Can you pull out the lines of the items, from the very start through the line holding "rough mask: <svg", both ends included, and reproduce them verbatim?

[[ EXTRACTED ENTRIES open ]]

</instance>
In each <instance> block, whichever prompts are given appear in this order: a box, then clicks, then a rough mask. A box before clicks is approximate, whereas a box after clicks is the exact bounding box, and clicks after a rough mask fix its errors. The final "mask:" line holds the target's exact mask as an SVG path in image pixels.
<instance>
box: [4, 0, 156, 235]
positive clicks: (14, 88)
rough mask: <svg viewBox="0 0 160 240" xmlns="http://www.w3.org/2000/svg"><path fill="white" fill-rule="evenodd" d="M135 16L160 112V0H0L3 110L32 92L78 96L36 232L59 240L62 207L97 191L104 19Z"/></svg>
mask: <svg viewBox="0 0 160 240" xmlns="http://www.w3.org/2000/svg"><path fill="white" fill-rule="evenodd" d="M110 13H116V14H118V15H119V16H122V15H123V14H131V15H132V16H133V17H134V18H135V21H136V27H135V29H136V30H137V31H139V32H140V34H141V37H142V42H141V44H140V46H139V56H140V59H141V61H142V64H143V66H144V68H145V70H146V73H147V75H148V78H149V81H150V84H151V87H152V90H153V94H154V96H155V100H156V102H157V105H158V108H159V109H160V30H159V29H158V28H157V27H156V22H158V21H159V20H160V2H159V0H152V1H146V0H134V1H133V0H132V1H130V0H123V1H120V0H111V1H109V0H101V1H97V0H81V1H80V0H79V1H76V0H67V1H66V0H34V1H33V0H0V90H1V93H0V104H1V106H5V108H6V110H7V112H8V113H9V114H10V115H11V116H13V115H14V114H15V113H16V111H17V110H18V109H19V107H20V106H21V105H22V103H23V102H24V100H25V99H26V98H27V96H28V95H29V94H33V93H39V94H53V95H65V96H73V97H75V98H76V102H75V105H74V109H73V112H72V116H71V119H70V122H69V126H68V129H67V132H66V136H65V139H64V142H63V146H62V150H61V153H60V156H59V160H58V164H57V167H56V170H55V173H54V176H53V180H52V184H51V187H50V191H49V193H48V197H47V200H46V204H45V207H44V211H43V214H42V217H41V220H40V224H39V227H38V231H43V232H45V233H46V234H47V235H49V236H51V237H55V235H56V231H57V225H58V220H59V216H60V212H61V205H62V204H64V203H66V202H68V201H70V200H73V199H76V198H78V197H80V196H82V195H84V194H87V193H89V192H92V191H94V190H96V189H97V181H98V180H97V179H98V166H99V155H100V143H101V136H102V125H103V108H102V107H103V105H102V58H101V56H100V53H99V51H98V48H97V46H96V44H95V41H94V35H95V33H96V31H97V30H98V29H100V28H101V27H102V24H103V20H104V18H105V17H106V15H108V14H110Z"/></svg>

[[ EXTRACTED ENTRIES closed ]]

** RESPONSE TO THIS TASK **
</instance>
In each <instance> block, whichever prompts are given appear in this order: a box, then clicks, then a rough mask. A box before clicks is approximate, whereas a box after clicks is the exact bounding box, and clicks after a rough mask fix its errors. The final "mask:" line holds the target's exact mask as an SVG path in image pixels.
<instance>
box: [4, 0, 156, 235]
positive clicks: (14, 88)
rough mask: <svg viewBox="0 0 160 240" xmlns="http://www.w3.org/2000/svg"><path fill="white" fill-rule="evenodd" d="M135 16L160 112V0H0L3 110L32 92L78 96L36 232L59 240L62 207L97 191L104 19Z"/></svg>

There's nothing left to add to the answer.